ASSIGNED TASK A:
Decide whether each statement below agrees with the news article about the arrest of Alan W. Haag. Answer yes or no for each, and quote the words from the article that decide it.
(i) Haag was held on $500,000 bail at the Delaware County Prison.
(ii) Haag drove to Pennsylvania in his own car.
(iii) Haag offered the woman $500.
ASSIGNED TASK B:
Pick up the news article below about the arrest of Alan W. Haag and continue it after its last sentence.

-- SELECTED EXCERPT follows --

By jennifer dome
Staff Writer
SAYREVILLE — A Middlesex County roads supervisor and former councilman was charged Tuesday with soliciting sex from a woman and her 7- and 10-year-old daughters via the Internet.
Alan W. Haag, 49, contacted what would turn out to be an undercover agent with the Pennsylvania attorney general’s task force working in the Internet Crimes Against Children unit and allegedly made arrangements to meet the fictitious woman at a CVS Pharmacy in Ridley, Pa. Haag is said to have offered her $300 to engage in sexual intercourse with the made-up woman and her daughters, according to information provided by the Delaware County District Attorney’s Office.
Haag, also a former Middlesex County freeholders director, was charged with numerous offenses, including two counts of criminal attempt to commit rape and two counts of criminal attempt to commit involuntary deviate sexual intercourse.
The resident of Main Street in Sayreville was being held yesterday on $500,000 bail at the Delaware County Prison, with a hearing scheduled for June 2, according to the Delaware County District Attorney’s Office. Conditions of his bail, which has an option to post 10 percent, would include no contact with persons under 18 years of age.
Authorities apprehended Haag after he traveled to Pennsylvania in a white Dodge Durango issued by his employer, Middlesex County. According to an affidavit filed with the Delaware County District Court, Haag entered the CVS Pharmacy parking lot at 4:30 p.m. Tuesday, entered the store, and upon his return, he covered the words "County of Middlesex" on his license plate frame with tape.
After reportedly making a phone call to the undercover agent from a pay phone located at the Nifty-Fifty’s restaurant across the street from the pharmacy, Haag was taken into custody.

-- SELECTED EXCERPT concluded --
-- SUPPLIED INFORMATION follows --

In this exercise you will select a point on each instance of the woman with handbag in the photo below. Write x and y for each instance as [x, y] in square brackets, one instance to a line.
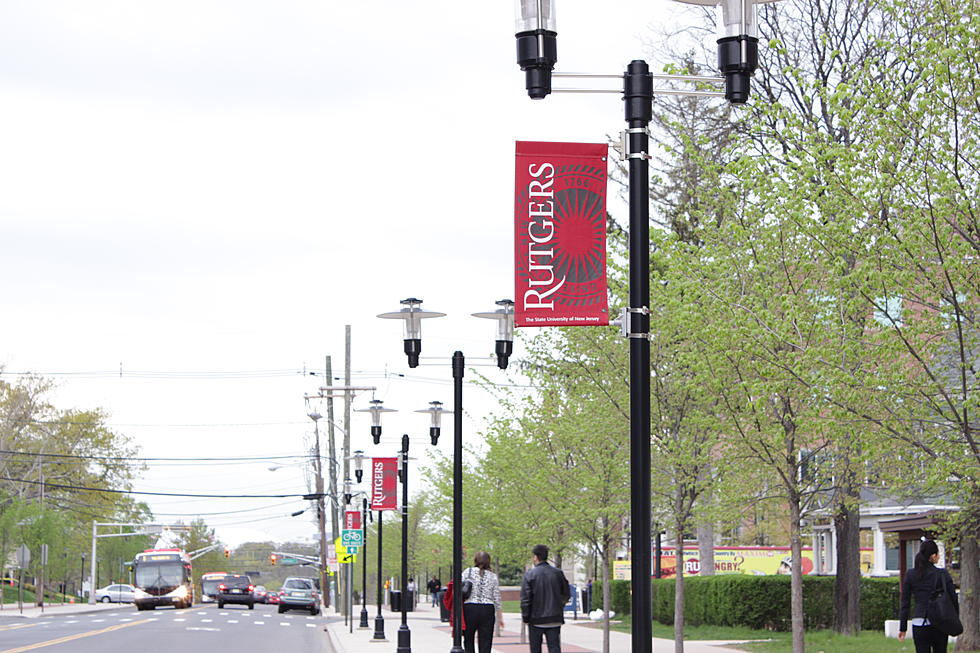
[481, 603]
[934, 595]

-- SUPPLIED INFORMATION concluded --

EXERCISE RESULT A:
(i) Yes: "was being held yesterday on $500,000 bail at the Delaware County Prison"
(ii) No: "in a white Dodge Durango issued by his employer, Middlesex County"
(iii) No: "Haag is said to have offered her $300"

EXERCISE RESULT B:
Haag reportedly purchased a tube of K-Y lubricating jelly while in the CVS and had more than $300 in cash and a bag containing sex toys and condoms in his possession.
Haag, who earns an annual salary of $93,362, was suspended without pay on Tuesday, Middlesex County Administrator Walter DeAngelo said. Haag was hired to the roads supervisor position in 1998, DeAngelo said.
Officials with the Middlesex County Prosecutor’s Office said that "following forensics analyses on the home and office computers and a review of Mr. Haag’s statements, this office will then decide if there are independent New Jersey charges to be filed."
State Police Sgt. First Class Mark Weber, a unit leader with the state’s High Tech Crimes and Investigation Support Unit, said yesterday that the unit worked closely with the Delaware County authorities during the investigation. Following Haag’s arrest, the state police executed a search warrant and seized Haag’s home and work computers.
"We’ll try to obtain some information from e-mails and instant messages," Weber said.
According to the affidavit, Haag engaged in communication with the undercover agent, whom he contacted through Internet instant messages on the day of his arrest, using his computer at his workplace on Apple Orchard Road, New Brunswick.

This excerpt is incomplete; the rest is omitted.